— Task objective —
Type every record exactly as it appears.

— The records —
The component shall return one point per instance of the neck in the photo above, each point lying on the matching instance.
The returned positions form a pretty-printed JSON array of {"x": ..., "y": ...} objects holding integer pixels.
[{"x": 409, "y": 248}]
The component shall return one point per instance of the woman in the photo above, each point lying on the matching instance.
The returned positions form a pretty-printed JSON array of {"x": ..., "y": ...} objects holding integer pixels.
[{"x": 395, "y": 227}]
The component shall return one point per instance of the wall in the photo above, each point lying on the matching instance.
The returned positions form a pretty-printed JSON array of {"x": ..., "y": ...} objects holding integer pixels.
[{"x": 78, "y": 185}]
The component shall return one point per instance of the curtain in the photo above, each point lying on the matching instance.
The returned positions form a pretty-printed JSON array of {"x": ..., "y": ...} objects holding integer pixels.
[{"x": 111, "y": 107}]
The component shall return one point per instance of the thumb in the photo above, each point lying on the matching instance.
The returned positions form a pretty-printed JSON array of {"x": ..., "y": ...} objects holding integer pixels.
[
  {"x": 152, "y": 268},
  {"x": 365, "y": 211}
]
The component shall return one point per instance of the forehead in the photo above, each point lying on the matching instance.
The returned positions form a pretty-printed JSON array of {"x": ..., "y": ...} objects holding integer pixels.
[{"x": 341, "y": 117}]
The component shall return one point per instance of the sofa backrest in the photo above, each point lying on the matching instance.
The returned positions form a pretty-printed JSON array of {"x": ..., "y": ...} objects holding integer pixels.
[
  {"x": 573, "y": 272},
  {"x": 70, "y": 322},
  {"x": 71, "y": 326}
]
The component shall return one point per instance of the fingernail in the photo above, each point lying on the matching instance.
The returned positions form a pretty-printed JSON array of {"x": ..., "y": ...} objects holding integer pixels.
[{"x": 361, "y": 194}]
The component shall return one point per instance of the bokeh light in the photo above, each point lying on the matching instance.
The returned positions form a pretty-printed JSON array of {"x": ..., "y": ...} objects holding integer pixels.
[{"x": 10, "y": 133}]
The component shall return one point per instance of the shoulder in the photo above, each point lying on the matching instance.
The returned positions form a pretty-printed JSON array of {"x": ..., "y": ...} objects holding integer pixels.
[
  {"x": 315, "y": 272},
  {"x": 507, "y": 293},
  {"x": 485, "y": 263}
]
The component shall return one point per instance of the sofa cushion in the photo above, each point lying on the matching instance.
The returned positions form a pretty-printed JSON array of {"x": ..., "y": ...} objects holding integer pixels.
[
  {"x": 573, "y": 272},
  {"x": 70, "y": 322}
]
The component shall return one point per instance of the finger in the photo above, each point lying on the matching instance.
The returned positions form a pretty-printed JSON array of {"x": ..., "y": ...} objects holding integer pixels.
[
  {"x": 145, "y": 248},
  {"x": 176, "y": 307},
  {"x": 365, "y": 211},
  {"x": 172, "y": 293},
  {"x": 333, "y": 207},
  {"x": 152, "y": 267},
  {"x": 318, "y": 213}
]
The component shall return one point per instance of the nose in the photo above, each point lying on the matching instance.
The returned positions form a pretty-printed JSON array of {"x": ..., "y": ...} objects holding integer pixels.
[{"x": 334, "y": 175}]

— The answer —
The component shall return one point per instance of the neck in the photo above, each point lying on the matching instance.
The returned positions form a pretty-printed JSON array of {"x": ..., "y": ...} objects holding integer pixels.
[{"x": 409, "y": 248}]
The component shall return one point per instance of the woman in the photo above, each point lying on the matching instance.
The returned positions form a pretty-printed JSON array of {"x": ..., "y": ...} objects holding integer pixels.
[{"x": 395, "y": 227}]
The component shall return one point per instance of the wall in the photo above, each point lying on the matching instance.
The returned positions form a pretty-printed JSON array of {"x": ..., "y": ...} objects holding integer pixels.
[{"x": 78, "y": 185}]
The component shall return one point per instance of the curtain in the photo above, each point lying on the matching instance.
The returned positions form a pretty-printed JSON array of {"x": ..., "y": ...} objects holding integer pixels.
[{"x": 111, "y": 107}]
The component shall return one point per instance of the thumb in the photo above, each point lying on the matching instance.
The returned positions form a pretty-printed JSON array of {"x": ..., "y": ...} objects holding integer pixels.
[
  {"x": 152, "y": 268},
  {"x": 365, "y": 211}
]
The component shall return one point per instance of the forehead in the photo above, each point lying on the matching instance.
The returned positions form a pretty-printed JSON array of {"x": ..., "y": ...} objects holding integer pixels.
[{"x": 341, "y": 117}]
The component shall return one point per instance of the sofa backrest in the photo above, each point lying on the matching instance.
The returned positions form a pretty-printed JSON array of {"x": ..., "y": ...} objects holding integer pixels.
[
  {"x": 573, "y": 272},
  {"x": 70, "y": 322},
  {"x": 71, "y": 326}
]
The component shall return one point per instance of the fingernail in the photo above, each point lying on the matching instance.
The returned positions form a pretty-printed JSON array of {"x": ..., "y": ...} objects holding integer pixels.
[{"x": 361, "y": 194}]
The component shall return one point per instance of the bokeh light in the photo above, each point lying on the matching instance.
The returned positions form a pretty-printed JSON array of {"x": ..., "y": ...} objects holding integer pixels.
[{"x": 10, "y": 133}]
The component shall return one point per instance of the shoulder in the photo above, each point lying on the matching instance.
The returned positions form a pretty-printed JSON array of {"x": ..., "y": ...} objects holding integer pixels.
[
  {"x": 315, "y": 272},
  {"x": 507, "y": 293},
  {"x": 485, "y": 263}
]
The component shall return one point per instance of the sofa cushion in the photo above, each point lying on the matching instance.
The returned positions form a pretty-printed JSON array of {"x": ..., "y": ...} objects holding integer pixels.
[
  {"x": 573, "y": 272},
  {"x": 70, "y": 322}
]
The component shall return one point per instance of the finger in the photo above, each point lying on the matching instance.
The returned positions form a pretty-printed JSON array of {"x": ..., "y": ...} objects holding integer pixels.
[
  {"x": 145, "y": 248},
  {"x": 176, "y": 307},
  {"x": 365, "y": 211},
  {"x": 172, "y": 293},
  {"x": 333, "y": 207},
  {"x": 152, "y": 267},
  {"x": 318, "y": 213}
]
The component shall return one point per instance of the nose in the photo above, each point lying on the matching instance.
The returned positions form a pretty-printed JSON array of {"x": ..., "y": ...} objects holding integer pixels.
[{"x": 334, "y": 175}]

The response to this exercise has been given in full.